**Exercise description:**
Edit the article about Judith Miller from "Miller spent 85" up to and including "agreed to testify.", changing "Sept. 29" to "September 29".

**Document text:**
══════════
Posted on 10/22/2005 7:53:24 PM PDT by Saynotosocialism

New York Times reporter Judith Miller speaks during the 2005 SPJ Convention & National Journalism Conference in Las Vegas Tuesday, Oct. 18, 2005. Miller, who was jailed 85 days for refusing to reveal a source, defended her decision to go to jail to protect the source and told a journalism conference Tuesday that reporters need a federal shield law so that others won't face the same sanctions. (AP Photo/Jae C. Hong) WASHINGTON -- In the latest fallout from the CIA leak investigation, reporter Judith Miller and The New York Times are engaging in a very public fight about her seeming lack of candor in the case.

In a memo to the staff, Executive Editor Bill Keller says Miller "seems to have misled" the newspaper's Washington bureau chief, Phil Taubman, who said Miller told him in the fall of 2003 that she was not one of the recipients of a leak about the identity of covert CIA officer Valerie Plame.

Miller says Keller's criticism is "seriously inaccurate."

"I certainly never meant to mislead Phil, nor did I mislead him," Miller was quoted as saying in a Times story Saturday.

According to a Times story on Oct. 16, Miller told Taubman two years ago that the subject of Bush administration critic Joseph Wilson and Wilson's wife, Plame, had come up in casual conversation with government officials, but that Miller said "she had not been at the receiving end of a concerted effort, a deliberate organized effort to put out information."

In recent weeks, Miller testified to the grand jury in the leak probe that she had discussed Wilson and his wife in three conversations with Vice President Dick Cheney's chief of staff, I. Lewis "Scooter" Libby in June and July of 2003.

Keller wrote that if he had known of Miller's "entanglement" with Libby, he might have been more willing to explore compromises with the prosecutor who was trying to get her testimony for the criminal investigation into the leak of Plame's identity.

Miller spent 85 days in jail for refusing to cooperate with Special Counsel Patrick Fitzgerald. She was freed on Sept. 29 when she finally agreed to testify.

Responding to Keller's criticism, Miller told the newspaper, "I was unaware that there was a deliberate, concerted disinformation campaign to discredit Wilson and that if there had been, I did not think I was a target of it."

"As for your reference to my 'entanglement' with Mr. Libby, I had no personal, social or other relationship with him except as a source," Miller said.

Underlying the issue is Miller's own flawed prewar reporting on Iraq.

Her stories pointing to the presence of weapons of mass destruction in Iraq helped clear a path for the administration's arguments in favor of going to war. No weapons of mass destruction have been found, and Keller said he regretted waiting a year before confronting problems with Miller's reporting.
══════════
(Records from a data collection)
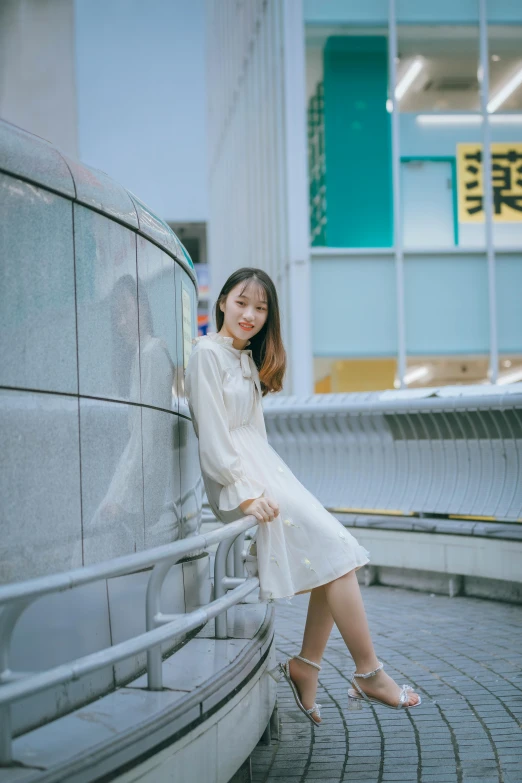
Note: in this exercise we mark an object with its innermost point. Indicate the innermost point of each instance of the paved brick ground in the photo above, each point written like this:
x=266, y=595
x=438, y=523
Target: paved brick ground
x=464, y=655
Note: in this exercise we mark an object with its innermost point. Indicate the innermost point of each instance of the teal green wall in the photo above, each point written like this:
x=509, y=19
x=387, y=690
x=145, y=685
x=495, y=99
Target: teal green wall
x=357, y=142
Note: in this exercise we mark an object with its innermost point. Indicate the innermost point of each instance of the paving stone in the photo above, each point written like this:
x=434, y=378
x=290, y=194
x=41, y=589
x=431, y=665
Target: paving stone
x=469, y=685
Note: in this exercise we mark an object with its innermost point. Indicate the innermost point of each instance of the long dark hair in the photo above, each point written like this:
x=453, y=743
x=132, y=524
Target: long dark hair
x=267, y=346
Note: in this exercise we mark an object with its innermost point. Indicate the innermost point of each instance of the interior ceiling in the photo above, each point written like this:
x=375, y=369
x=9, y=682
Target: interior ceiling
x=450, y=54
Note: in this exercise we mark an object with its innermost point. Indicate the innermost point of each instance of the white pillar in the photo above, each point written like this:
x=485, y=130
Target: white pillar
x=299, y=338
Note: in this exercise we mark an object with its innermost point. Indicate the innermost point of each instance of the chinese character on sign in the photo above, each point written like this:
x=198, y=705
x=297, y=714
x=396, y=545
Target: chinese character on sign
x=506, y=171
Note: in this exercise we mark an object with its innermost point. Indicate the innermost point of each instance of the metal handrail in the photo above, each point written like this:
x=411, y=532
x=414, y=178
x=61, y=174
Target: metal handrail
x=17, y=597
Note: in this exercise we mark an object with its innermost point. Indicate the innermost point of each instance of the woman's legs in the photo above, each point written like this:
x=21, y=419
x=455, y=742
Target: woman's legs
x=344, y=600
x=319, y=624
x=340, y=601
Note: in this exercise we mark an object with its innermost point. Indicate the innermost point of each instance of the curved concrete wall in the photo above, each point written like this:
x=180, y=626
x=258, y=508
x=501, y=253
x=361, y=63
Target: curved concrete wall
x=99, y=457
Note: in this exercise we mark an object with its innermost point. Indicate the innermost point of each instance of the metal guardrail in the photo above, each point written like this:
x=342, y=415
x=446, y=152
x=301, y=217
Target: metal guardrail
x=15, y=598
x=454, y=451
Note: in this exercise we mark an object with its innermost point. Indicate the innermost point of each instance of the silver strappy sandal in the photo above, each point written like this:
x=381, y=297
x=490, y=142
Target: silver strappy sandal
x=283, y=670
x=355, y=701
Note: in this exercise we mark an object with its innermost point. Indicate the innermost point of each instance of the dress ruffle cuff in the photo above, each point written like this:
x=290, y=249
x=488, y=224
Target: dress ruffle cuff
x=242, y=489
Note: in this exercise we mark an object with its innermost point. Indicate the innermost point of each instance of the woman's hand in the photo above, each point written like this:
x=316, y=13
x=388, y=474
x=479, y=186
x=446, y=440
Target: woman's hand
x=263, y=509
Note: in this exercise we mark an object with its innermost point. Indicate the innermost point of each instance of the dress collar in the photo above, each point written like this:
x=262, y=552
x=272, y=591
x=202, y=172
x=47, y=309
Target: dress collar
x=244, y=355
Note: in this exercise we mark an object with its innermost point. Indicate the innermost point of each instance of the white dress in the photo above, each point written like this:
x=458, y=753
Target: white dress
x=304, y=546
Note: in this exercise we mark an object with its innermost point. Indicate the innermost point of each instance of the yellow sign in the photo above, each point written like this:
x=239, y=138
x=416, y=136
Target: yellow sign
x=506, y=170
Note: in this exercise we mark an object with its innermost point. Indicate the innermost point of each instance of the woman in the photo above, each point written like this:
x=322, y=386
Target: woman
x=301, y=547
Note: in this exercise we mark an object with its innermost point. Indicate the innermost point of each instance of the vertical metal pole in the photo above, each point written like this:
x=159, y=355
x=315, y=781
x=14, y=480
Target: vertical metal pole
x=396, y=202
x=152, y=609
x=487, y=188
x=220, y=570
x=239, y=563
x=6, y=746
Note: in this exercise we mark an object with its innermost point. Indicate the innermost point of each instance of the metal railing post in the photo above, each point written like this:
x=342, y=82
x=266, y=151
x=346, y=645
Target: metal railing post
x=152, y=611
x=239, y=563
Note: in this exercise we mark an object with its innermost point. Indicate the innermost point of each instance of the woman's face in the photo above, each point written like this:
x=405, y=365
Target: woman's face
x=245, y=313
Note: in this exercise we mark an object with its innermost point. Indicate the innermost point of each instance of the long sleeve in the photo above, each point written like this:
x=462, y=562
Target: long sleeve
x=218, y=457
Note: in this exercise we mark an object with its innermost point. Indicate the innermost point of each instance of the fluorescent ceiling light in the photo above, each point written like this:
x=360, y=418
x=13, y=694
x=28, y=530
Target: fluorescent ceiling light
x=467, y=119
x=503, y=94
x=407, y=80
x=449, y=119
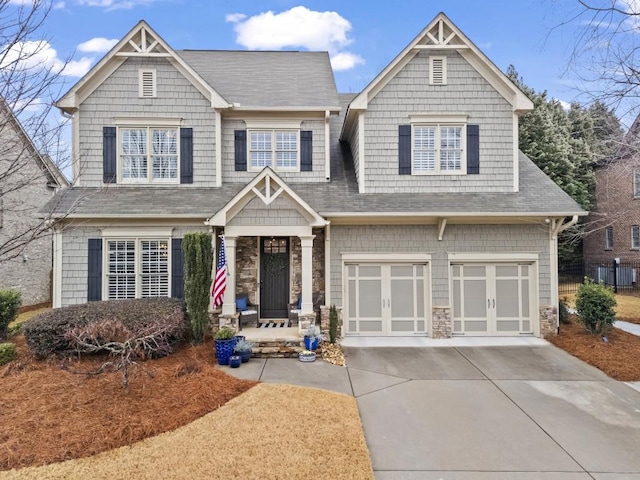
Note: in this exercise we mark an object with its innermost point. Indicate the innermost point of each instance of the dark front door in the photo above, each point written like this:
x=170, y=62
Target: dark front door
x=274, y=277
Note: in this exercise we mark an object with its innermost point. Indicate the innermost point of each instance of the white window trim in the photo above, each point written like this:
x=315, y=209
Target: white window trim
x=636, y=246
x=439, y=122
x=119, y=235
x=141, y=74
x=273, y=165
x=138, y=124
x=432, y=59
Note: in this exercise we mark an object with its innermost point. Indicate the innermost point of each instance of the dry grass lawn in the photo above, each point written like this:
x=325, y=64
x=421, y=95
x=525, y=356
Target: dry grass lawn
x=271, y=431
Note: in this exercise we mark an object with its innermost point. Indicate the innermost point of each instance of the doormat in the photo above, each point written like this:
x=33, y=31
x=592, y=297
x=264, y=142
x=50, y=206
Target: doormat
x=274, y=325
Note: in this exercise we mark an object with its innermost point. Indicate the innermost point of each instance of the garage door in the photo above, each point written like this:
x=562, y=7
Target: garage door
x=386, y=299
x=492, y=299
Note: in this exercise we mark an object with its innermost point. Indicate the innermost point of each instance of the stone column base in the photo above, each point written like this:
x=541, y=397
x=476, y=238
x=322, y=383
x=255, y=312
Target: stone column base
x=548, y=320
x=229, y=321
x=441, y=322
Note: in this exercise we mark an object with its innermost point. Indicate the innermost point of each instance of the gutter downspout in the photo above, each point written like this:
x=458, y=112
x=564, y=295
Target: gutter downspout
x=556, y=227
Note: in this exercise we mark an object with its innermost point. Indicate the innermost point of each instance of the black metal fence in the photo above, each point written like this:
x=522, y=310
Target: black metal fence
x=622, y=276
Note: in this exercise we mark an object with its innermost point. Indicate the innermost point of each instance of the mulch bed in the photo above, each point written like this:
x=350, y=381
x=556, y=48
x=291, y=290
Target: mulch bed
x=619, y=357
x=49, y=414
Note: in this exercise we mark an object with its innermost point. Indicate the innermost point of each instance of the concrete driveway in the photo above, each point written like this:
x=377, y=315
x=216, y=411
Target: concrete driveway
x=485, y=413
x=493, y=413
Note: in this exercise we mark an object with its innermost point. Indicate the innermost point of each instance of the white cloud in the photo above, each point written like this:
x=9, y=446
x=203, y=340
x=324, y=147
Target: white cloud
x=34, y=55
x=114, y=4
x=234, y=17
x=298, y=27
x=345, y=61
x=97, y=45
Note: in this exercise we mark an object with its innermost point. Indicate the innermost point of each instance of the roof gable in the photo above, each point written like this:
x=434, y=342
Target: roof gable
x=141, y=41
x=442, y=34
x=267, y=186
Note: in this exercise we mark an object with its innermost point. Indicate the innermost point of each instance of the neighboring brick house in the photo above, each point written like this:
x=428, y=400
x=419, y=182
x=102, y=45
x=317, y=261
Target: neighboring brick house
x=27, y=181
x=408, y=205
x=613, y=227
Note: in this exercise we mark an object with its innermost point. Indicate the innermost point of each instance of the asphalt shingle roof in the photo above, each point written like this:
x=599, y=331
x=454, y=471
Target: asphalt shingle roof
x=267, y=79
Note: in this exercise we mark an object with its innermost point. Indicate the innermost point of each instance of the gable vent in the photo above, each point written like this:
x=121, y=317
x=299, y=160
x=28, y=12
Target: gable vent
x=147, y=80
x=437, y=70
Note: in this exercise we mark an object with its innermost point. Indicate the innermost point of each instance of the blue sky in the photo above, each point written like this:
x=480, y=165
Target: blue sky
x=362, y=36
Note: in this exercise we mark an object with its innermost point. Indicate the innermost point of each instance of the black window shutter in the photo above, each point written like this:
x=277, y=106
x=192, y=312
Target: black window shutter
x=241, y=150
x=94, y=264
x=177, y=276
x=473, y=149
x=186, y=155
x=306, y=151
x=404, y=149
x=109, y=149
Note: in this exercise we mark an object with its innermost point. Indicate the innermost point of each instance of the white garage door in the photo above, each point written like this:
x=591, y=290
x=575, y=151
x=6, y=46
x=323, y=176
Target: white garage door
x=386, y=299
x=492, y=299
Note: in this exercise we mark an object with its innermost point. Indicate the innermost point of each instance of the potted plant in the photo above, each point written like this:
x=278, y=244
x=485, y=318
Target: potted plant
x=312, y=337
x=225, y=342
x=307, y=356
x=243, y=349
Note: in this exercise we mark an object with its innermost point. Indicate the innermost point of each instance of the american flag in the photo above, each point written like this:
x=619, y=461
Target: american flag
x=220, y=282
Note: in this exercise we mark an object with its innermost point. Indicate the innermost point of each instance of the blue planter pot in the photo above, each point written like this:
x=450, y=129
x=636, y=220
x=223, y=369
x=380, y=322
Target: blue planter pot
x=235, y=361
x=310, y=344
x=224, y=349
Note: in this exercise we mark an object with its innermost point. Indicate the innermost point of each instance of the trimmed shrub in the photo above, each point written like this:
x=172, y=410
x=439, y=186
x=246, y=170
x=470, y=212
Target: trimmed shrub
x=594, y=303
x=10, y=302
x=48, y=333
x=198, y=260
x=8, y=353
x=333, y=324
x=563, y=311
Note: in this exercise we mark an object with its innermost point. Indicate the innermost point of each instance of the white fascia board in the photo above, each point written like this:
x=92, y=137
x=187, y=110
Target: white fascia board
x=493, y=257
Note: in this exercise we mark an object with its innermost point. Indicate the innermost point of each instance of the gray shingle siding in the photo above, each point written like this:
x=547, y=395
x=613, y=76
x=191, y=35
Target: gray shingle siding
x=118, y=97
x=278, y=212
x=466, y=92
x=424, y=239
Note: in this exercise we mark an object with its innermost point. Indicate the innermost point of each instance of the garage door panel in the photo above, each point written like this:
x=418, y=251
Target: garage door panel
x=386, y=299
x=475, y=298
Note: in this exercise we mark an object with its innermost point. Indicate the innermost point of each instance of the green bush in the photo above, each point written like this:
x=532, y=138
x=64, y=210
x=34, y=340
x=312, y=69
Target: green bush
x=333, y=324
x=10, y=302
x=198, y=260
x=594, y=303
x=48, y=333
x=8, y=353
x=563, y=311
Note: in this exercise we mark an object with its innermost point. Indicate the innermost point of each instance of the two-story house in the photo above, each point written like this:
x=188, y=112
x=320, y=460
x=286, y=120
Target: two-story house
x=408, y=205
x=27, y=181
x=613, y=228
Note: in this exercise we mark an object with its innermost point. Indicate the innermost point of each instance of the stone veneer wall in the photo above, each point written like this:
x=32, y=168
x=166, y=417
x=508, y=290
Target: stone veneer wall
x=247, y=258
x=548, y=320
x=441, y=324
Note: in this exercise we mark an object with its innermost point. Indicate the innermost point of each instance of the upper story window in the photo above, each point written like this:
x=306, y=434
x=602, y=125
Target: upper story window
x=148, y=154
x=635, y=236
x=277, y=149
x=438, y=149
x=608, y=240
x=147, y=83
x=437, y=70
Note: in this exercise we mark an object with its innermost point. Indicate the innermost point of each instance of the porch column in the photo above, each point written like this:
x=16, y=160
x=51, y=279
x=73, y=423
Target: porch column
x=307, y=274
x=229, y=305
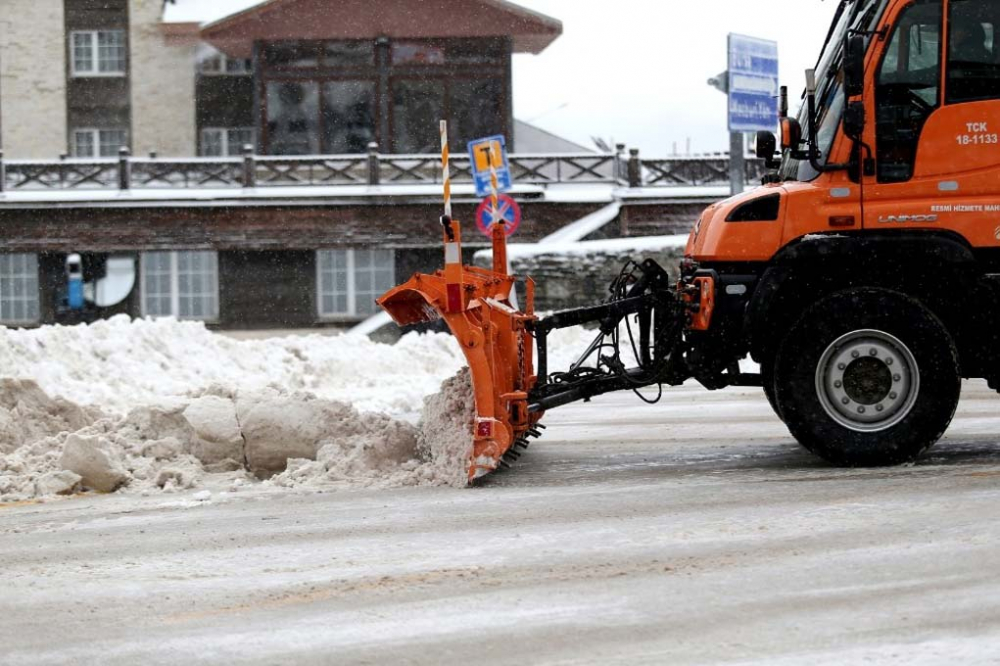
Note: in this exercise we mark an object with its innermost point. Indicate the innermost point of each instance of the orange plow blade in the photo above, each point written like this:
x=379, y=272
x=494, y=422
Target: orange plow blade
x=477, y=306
══════════
**Complete response:**
Miller spent 85 days in jail for refusing to cooperate with Special Counsel Patrick Fitzgerald. She was freed on September 29 when she finally agreed to testify.